Texto de origem:
_ _ _ _ _ _ _

G) O bem imóvel identificado no artigo anterior adveio à propriedade da P…, S.A., actualmente B…I…., S.A., aqui Autora, por ter sido adquirido por esta – devoluto e livre de quaisquer ónus ou encargos – à "G… –…, Lda.", mediante contrato de compra e venda formalizado pela escritura pública.
H) O imóvel em apreço foi adquirido pela B…, S.A., actualmente B…– I…, S.A., ora Autora sob proposta e segundo indicação da Ré.
I) A propriedade do imóvel melhor identificado no artigo 7° deste articulado encontra-se registada a favor da B…, S.A., actualmente B…– I…., S.A., aqui Autora.
J) A locação financeira do imóvel acima referido encontra-se registada a favor da Ré.
L) O bem imóvel em questão foi entregue à Ré no dia 27 de Fevereiro de 2002.

_ _ _ _ _ _ _

Material fornecido:

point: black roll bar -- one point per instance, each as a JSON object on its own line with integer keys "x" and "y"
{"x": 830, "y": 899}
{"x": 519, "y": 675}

_ _ _ _ _ _ _

Transcreva na íntegra o texto de origem sobre o imóvel da Autora, sem alterar nenhuma palavra nem sinal.

Resultado completo:
G) O bem imóvel identificado no artigo anterior adveio à propriedade da P…, S.A., actualmente B…I…., S.A., aqui Autora, por ter sido adquirido por esta – devoluto e livre de quaisquer ónus ou encargos – à "G… –…, Lda.", mediante contrato de compra e venda formalizado pela escritura pública.
H) O imóvel em apreço foi adquirido pela B…, S.A., actualmente B…– I…, S.A., ora Autora sob proposta e segundo indicação da Ré.
I) A propriedade do imóvel melhor identificado no artigo 7° deste articulado encontra-se registada a favor da B…, S.A., actualmente B…– I…., S.A., aqui Autora.
J) A locação financeira do imóvel acima referido encontra-se registada a favor da Ré.
L) O bem imóvel em questão foi entregue à Ré no dia 27 de Fevereiro de 2002.